Object position labeling entries:
- - - - -

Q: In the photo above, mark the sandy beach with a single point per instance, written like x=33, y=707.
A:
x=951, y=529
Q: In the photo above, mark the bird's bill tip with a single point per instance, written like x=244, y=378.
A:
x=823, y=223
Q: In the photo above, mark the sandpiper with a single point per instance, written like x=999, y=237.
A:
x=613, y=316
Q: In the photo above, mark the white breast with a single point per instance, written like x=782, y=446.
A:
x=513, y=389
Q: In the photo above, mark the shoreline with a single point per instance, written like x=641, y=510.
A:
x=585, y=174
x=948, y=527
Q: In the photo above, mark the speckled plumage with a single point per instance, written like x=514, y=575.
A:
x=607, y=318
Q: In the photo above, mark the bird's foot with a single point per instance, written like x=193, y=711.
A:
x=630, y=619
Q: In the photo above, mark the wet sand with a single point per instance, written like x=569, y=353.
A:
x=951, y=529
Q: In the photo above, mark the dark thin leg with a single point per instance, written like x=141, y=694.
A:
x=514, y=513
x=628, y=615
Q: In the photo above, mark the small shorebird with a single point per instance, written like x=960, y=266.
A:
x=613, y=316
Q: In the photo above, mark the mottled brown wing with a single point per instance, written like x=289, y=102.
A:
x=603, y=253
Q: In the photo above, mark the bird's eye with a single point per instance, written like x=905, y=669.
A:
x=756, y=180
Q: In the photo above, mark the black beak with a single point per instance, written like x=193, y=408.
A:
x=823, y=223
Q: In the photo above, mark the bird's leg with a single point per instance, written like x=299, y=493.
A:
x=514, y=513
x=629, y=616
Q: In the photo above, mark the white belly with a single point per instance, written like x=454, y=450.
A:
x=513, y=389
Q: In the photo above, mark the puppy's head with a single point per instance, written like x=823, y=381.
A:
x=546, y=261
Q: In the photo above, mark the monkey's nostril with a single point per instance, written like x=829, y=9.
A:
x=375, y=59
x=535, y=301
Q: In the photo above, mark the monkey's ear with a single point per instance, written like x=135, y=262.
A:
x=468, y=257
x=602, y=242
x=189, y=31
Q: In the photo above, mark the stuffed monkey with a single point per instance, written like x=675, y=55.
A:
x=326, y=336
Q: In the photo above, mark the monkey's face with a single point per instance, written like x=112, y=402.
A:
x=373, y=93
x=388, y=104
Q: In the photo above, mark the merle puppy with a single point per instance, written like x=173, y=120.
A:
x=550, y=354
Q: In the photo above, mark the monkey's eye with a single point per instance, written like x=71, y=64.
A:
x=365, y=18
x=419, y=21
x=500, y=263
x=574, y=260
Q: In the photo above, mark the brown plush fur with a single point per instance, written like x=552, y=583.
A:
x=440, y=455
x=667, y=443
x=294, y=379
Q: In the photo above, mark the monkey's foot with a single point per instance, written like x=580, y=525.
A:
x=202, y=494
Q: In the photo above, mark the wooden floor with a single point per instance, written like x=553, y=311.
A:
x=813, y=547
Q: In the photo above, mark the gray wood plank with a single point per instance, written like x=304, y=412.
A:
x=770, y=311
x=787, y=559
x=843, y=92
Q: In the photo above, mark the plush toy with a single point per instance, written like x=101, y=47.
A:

- - - - -

Starting at the line that contains "Q: In the photo above, mark the puppy's" and stopping after the line that contains "x=550, y=354", reproduce those items in full, requests included. Decrease every coordinate in the answers by 133, leaving the requests and their format samples unchanged.

→ TASK RESULT
Q: In the photo above, mark the puppy's head with a single point per instance, written like x=823, y=381.
A:
x=413, y=128
Q: In the photo above, mark the monkey's nostril with a single point per instance, written like x=829, y=9.
A:
x=242, y=-74
x=402, y=168
Q: In the photo above, mark the monkey's ear with a single point per instance, written like x=135, y=262.
A:
x=335, y=124
x=469, y=109
x=56, y=-102
Q: In the photo above, mark the stuffed monkey with a single point per instance, written like x=675, y=55.
A:
x=193, y=203
Q: In the photo above, mark the monkey's face with a single point per instance, written like x=112, y=402.
A:
x=240, y=-40
x=255, y=-29
Q: In the photo above, mark the merle puppy with a single point per instance, written like x=173, y=120.
A:
x=417, y=221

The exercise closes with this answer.